▶ **SOURCE**:
Our store (*Chinook*) just signed a deal with a new record label and they provided four albums for us to choose from. We need to select three of them to start with. The artist names and the genre of music they produce are listed as below. All four artists do not have any tracks in the store yet. 
  
We are going to find out the bestselling genres in the store. The top three popular genres in the table below will be selected. Since the record label focuses on the US market, we will limit the query in the US customers.


| Artist Name | Genre |
| ---: | ---: |
| Regal | Hip-Hop |
| Red Ton | Punk |
| Meteor and the Girls | Pop |
| Slim Jim Bites | Blues |  


In [115]:
%%sql
WITH tracks_sold_usa AS 
    (
     SELECT il.* FROM invoice_line il
      INNER JOIN invoice i ON i.invoice_id = il.invoice_id
      INNER JOIN customer c ON c.customer_id = i.customer_id
      WHERE c.country == 'USA'
    )
    
SELECT 
    g.name Genre,
    COUNT(g.genre_id) Quantity_Sold,
    ROUND(CAST(COUNT(g.genre_id) AS Float) / CAST((SELECT COUNT(*) FROM tracks_sold_usa) AS Float), 3) PCT
  FROM tracks_sold_usa tsu
 INNER JOIN track t ON tsu.track_id = t.track_id
 INNER JOIN genre g ON g.genre_id = t.genre_id
 GROUP BY g.genre_id
 ORDER BY PCT DESC
 LIMIT 10;

 * sqlite:///chinook_ori.db
Done.

▶ **DATA EXTRACT**:
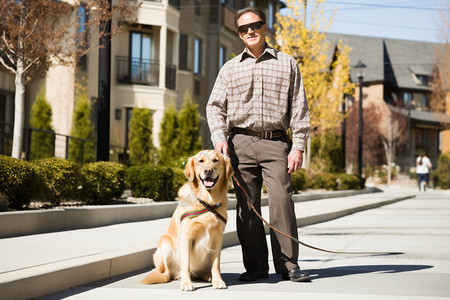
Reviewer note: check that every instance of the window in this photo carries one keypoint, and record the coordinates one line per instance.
(183, 52)
(140, 64)
(198, 56)
(407, 99)
(82, 38)
(198, 7)
(129, 114)
(197, 87)
(222, 56)
(423, 79)
(271, 16)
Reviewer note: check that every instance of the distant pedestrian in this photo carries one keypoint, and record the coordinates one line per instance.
(423, 165)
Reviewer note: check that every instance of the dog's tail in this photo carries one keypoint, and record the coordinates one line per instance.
(156, 276)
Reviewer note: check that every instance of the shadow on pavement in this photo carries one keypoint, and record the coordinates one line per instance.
(364, 269)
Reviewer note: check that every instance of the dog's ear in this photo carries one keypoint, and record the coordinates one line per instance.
(189, 171)
(229, 168)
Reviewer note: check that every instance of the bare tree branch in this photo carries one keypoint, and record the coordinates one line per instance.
(6, 65)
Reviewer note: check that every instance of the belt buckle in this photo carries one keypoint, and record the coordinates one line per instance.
(267, 135)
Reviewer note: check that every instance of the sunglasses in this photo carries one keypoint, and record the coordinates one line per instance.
(253, 26)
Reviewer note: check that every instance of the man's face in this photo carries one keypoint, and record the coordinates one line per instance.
(252, 38)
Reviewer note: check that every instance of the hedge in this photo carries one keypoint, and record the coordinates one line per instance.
(61, 178)
(19, 182)
(102, 181)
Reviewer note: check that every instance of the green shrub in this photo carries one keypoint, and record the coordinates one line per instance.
(326, 181)
(19, 182)
(168, 136)
(61, 178)
(349, 182)
(151, 181)
(102, 181)
(142, 150)
(299, 180)
(442, 177)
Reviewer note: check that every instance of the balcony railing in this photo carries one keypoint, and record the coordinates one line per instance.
(143, 71)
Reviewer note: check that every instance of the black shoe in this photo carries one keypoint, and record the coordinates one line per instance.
(252, 276)
(296, 275)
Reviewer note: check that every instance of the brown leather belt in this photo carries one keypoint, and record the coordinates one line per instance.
(268, 135)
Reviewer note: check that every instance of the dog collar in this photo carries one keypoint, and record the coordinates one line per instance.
(208, 208)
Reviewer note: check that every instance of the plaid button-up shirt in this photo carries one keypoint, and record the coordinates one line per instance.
(263, 94)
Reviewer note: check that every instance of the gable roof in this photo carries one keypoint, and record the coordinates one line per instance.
(397, 62)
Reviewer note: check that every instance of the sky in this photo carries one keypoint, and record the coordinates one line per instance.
(416, 20)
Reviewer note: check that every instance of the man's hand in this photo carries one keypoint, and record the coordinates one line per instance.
(295, 160)
(222, 147)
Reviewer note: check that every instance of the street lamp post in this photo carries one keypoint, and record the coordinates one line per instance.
(360, 70)
(104, 90)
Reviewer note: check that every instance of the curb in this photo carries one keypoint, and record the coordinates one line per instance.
(13, 224)
(45, 280)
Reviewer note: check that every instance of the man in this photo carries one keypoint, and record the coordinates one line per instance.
(257, 97)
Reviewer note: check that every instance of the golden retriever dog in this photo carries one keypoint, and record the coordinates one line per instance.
(191, 246)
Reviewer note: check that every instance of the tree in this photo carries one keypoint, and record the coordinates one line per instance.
(36, 34)
(324, 70)
(189, 140)
(142, 150)
(168, 135)
(441, 74)
(42, 143)
(325, 75)
(80, 150)
(392, 134)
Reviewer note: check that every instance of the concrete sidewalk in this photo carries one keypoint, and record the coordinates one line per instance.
(37, 265)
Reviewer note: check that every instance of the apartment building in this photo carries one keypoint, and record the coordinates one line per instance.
(178, 46)
(175, 47)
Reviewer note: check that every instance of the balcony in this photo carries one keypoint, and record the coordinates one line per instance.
(144, 72)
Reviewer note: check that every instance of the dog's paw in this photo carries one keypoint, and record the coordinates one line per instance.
(219, 284)
(187, 286)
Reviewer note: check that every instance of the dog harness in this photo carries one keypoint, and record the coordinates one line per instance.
(208, 208)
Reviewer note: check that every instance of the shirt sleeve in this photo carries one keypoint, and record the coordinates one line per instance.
(299, 122)
(216, 109)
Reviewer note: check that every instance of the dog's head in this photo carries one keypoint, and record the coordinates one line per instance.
(209, 168)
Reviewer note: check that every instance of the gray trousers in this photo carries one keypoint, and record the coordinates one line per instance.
(256, 161)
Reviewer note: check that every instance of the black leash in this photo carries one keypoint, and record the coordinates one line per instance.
(297, 240)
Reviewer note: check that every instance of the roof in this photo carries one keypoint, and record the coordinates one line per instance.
(397, 62)
(423, 117)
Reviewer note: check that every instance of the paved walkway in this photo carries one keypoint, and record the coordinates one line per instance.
(38, 265)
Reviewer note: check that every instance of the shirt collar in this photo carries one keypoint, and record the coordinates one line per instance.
(268, 50)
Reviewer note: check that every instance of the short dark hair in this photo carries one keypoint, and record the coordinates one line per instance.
(257, 11)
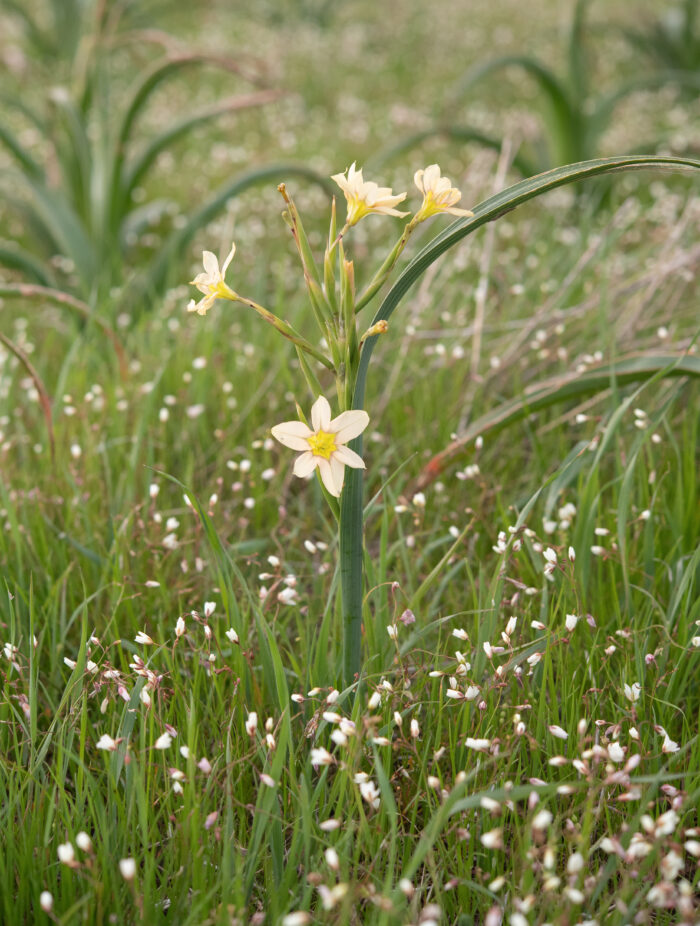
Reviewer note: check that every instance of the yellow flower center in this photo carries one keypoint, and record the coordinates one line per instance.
(322, 444)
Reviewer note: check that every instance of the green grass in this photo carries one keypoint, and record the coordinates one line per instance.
(86, 564)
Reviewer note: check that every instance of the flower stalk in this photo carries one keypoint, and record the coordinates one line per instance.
(328, 446)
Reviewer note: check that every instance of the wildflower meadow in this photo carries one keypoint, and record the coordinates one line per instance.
(349, 484)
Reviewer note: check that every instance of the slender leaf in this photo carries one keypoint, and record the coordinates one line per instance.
(561, 389)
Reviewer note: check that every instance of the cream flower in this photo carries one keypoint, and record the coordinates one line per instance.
(324, 446)
(438, 194)
(364, 196)
(212, 282)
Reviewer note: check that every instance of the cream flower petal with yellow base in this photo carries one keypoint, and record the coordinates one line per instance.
(323, 447)
(293, 434)
(438, 194)
(321, 414)
(305, 464)
(365, 196)
(212, 282)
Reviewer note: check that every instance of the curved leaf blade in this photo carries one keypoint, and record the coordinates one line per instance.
(556, 390)
(493, 208)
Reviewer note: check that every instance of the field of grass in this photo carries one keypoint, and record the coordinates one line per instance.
(177, 740)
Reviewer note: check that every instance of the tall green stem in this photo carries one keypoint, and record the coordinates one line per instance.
(351, 548)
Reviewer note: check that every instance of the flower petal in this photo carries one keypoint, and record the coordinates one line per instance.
(324, 468)
(211, 263)
(349, 458)
(293, 434)
(229, 258)
(321, 414)
(349, 424)
(431, 176)
(305, 464)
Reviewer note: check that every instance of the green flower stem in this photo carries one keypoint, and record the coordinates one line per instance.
(285, 329)
(381, 276)
(351, 547)
(311, 274)
(309, 375)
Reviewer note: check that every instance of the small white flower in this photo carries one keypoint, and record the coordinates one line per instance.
(298, 918)
(66, 853)
(106, 742)
(364, 196)
(542, 820)
(83, 842)
(320, 756)
(251, 724)
(632, 692)
(324, 446)
(127, 868)
(370, 793)
(493, 839)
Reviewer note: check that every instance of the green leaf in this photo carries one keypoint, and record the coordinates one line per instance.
(567, 117)
(17, 258)
(561, 389)
(15, 147)
(351, 523)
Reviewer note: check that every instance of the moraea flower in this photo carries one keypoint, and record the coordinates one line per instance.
(364, 196)
(438, 194)
(212, 283)
(324, 445)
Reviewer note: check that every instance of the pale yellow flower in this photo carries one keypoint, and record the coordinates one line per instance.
(438, 194)
(212, 282)
(364, 196)
(324, 446)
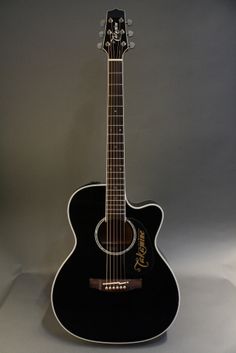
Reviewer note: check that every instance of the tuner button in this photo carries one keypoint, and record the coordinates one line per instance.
(131, 45)
(102, 23)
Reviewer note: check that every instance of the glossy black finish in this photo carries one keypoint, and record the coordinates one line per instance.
(114, 317)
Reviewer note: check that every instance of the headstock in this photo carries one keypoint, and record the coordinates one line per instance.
(115, 35)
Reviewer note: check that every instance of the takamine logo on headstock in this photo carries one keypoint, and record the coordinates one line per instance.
(141, 255)
(115, 35)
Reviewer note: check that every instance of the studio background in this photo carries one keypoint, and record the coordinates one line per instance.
(180, 151)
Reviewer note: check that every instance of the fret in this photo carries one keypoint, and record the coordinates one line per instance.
(115, 110)
(115, 100)
(115, 143)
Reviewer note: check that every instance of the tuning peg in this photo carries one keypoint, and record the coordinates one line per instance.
(131, 45)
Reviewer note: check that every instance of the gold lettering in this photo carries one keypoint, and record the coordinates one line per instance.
(142, 251)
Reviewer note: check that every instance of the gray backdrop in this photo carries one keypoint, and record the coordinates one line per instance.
(180, 109)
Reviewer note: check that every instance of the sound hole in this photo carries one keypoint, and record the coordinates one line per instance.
(115, 236)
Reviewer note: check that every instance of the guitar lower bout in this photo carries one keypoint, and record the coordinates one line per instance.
(98, 290)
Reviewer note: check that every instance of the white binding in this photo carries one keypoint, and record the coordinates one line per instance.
(75, 239)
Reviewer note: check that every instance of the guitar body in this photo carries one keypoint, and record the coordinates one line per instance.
(113, 314)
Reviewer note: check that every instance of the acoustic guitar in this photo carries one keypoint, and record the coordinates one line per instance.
(115, 286)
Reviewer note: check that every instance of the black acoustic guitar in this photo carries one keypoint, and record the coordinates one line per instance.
(115, 286)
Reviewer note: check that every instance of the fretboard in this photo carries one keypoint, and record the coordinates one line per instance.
(115, 176)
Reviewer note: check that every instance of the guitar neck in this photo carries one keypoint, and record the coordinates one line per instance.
(115, 164)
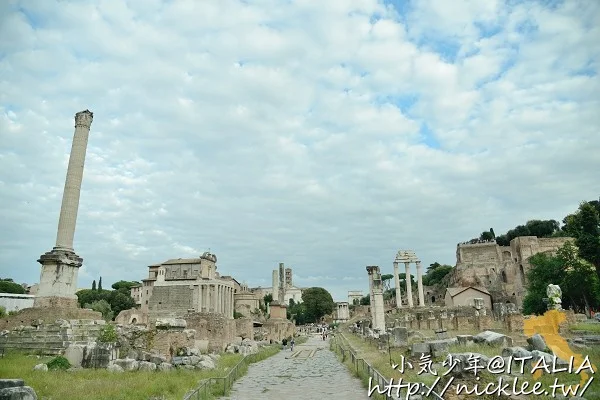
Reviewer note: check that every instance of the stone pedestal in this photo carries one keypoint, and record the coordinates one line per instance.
(58, 280)
(460, 322)
(513, 322)
(483, 322)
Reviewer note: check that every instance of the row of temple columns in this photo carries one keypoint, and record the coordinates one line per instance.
(408, 279)
(217, 298)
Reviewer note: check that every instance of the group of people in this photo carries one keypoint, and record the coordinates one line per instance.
(291, 341)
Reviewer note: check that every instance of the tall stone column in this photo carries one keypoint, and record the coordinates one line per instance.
(60, 266)
(397, 283)
(275, 285)
(370, 288)
(377, 306)
(420, 284)
(408, 285)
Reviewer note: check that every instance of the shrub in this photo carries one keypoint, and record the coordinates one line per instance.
(108, 334)
(59, 363)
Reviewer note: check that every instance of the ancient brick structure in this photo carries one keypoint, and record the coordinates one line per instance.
(502, 270)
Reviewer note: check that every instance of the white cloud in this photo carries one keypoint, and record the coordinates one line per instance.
(292, 131)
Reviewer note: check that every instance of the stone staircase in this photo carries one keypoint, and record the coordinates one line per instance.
(51, 339)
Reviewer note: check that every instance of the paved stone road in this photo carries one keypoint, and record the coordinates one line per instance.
(311, 371)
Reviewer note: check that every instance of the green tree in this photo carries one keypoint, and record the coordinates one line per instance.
(103, 307)
(402, 278)
(318, 303)
(584, 226)
(544, 271)
(435, 273)
(297, 312)
(8, 286)
(486, 235)
(576, 277)
(386, 280)
(580, 284)
(268, 299)
(120, 301)
(125, 286)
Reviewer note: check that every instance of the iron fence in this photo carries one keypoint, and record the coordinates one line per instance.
(204, 389)
(362, 367)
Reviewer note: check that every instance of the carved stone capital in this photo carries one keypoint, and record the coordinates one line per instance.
(84, 118)
(61, 257)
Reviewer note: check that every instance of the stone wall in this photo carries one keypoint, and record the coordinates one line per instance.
(132, 316)
(277, 329)
(167, 342)
(51, 338)
(170, 300)
(502, 270)
(218, 330)
(244, 328)
(39, 316)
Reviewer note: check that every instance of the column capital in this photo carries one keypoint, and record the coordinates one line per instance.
(84, 118)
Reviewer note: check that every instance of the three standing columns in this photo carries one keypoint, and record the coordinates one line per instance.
(407, 257)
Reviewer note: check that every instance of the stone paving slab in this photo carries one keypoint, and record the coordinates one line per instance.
(311, 371)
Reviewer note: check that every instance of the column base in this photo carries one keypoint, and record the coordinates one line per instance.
(58, 280)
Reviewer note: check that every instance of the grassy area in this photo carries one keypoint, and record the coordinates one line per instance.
(380, 360)
(101, 384)
(593, 327)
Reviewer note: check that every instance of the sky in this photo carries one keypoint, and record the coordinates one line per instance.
(324, 135)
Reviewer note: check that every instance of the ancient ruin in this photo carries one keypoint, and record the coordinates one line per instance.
(502, 270)
(377, 306)
(60, 266)
(407, 257)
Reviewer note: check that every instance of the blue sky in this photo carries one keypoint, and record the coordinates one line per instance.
(325, 136)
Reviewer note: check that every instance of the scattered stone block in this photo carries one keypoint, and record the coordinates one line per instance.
(41, 367)
(74, 353)
(165, 367)
(464, 340)
(440, 347)
(4, 383)
(146, 366)
(537, 342)
(115, 368)
(127, 364)
(493, 339)
(18, 393)
(419, 349)
(515, 352)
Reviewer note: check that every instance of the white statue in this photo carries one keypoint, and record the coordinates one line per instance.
(554, 297)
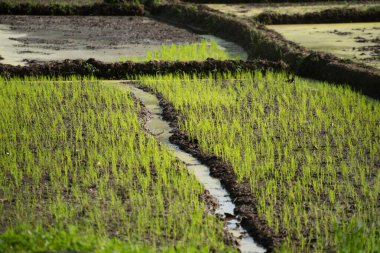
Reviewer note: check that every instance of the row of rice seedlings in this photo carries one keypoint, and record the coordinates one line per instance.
(311, 152)
(184, 52)
(74, 153)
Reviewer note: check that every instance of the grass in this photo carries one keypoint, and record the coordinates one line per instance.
(252, 10)
(310, 152)
(51, 2)
(78, 173)
(185, 52)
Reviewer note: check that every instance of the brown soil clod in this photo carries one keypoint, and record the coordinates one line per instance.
(239, 192)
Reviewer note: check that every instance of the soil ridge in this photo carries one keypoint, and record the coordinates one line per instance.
(260, 42)
(240, 193)
(117, 71)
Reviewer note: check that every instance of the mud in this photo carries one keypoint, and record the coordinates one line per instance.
(260, 42)
(255, 9)
(337, 15)
(216, 197)
(127, 69)
(98, 8)
(45, 38)
(356, 41)
(241, 193)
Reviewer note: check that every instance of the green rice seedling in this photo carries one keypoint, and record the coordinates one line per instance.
(185, 52)
(78, 173)
(309, 151)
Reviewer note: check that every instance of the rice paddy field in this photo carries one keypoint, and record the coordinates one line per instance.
(76, 163)
(254, 9)
(83, 169)
(311, 153)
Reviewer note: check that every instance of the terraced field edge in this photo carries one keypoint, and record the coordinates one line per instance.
(260, 42)
(102, 9)
(128, 69)
(336, 15)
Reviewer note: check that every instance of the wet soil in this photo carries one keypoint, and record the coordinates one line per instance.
(255, 9)
(69, 8)
(116, 71)
(357, 41)
(45, 38)
(336, 15)
(261, 42)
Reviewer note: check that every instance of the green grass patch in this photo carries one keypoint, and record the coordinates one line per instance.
(185, 52)
(310, 152)
(78, 173)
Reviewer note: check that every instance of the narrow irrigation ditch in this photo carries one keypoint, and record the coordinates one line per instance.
(163, 129)
(260, 42)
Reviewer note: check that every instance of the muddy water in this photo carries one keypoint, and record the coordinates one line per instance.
(161, 130)
(109, 39)
(356, 41)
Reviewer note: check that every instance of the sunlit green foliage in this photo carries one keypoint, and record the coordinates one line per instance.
(185, 52)
(76, 169)
(310, 151)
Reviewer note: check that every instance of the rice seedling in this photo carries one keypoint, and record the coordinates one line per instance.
(185, 52)
(310, 151)
(78, 173)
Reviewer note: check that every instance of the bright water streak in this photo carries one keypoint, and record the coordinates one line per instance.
(162, 131)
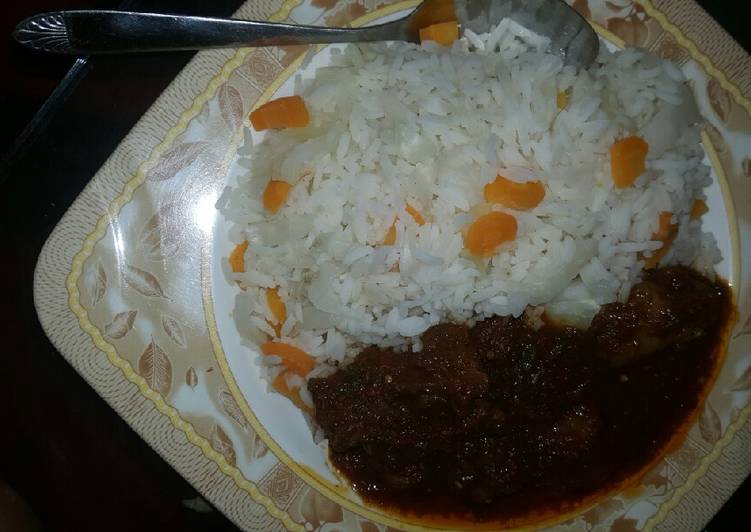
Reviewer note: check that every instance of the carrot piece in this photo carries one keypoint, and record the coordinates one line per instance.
(277, 308)
(390, 238)
(237, 257)
(415, 214)
(289, 111)
(627, 160)
(488, 232)
(293, 394)
(519, 196)
(666, 233)
(275, 195)
(698, 209)
(444, 33)
(294, 359)
(433, 12)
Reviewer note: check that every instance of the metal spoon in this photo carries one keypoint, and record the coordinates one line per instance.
(97, 32)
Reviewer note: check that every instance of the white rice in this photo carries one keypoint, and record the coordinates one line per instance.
(430, 126)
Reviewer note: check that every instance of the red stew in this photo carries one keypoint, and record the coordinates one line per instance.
(500, 420)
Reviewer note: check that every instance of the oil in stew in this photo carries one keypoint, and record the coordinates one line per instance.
(500, 420)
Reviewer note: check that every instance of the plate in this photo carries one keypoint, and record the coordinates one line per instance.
(129, 286)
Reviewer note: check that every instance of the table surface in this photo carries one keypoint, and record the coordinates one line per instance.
(88, 470)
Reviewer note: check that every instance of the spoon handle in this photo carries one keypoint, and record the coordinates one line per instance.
(102, 32)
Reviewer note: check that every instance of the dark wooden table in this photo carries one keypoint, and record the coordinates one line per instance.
(67, 461)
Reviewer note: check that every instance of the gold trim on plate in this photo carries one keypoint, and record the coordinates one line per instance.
(174, 416)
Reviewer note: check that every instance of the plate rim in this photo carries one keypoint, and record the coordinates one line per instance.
(132, 184)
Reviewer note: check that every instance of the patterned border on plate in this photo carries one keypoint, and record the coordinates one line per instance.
(207, 463)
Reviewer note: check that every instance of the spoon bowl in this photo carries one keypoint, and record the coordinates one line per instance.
(96, 32)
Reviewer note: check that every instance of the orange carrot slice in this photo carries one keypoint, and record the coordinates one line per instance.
(561, 99)
(277, 308)
(488, 232)
(444, 33)
(433, 12)
(289, 111)
(275, 195)
(628, 160)
(237, 257)
(666, 233)
(698, 209)
(293, 394)
(519, 196)
(390, 238)
(294, 359)
(415, 214)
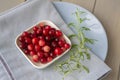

▶ **TASKS FOR THIS EXERCISE**:
1. Copy the Chinook genre analysis from "Our store (*Chinook*)" up to and including "the US customers.", substituting "music distributor" for "record label".
2. In the Chinook genre analysis, condense the paragraph beginning "We are going to find out" into a single shorter sentence that keeps its main facts.

▶ **SOLUTIONS BY TASK**:
1.
Our store (*Chinook*) just signed a deal with a new music distributor and they provided four albums for us to choose from. We need to select three of them to start with. The artist names and the genre of music they produce are listed as below. All four artists do not have any tracks in the store yet. 
  
We are going to find out the bestselling genres in the store. The top three popular genres in the table below will be selected. Since the music distributor focuses on the US market, we will limit the query in the US customers.

2. The store will identify its bestselling genres among US customers only, since the record label targets the US market, and select the top three genres from the table.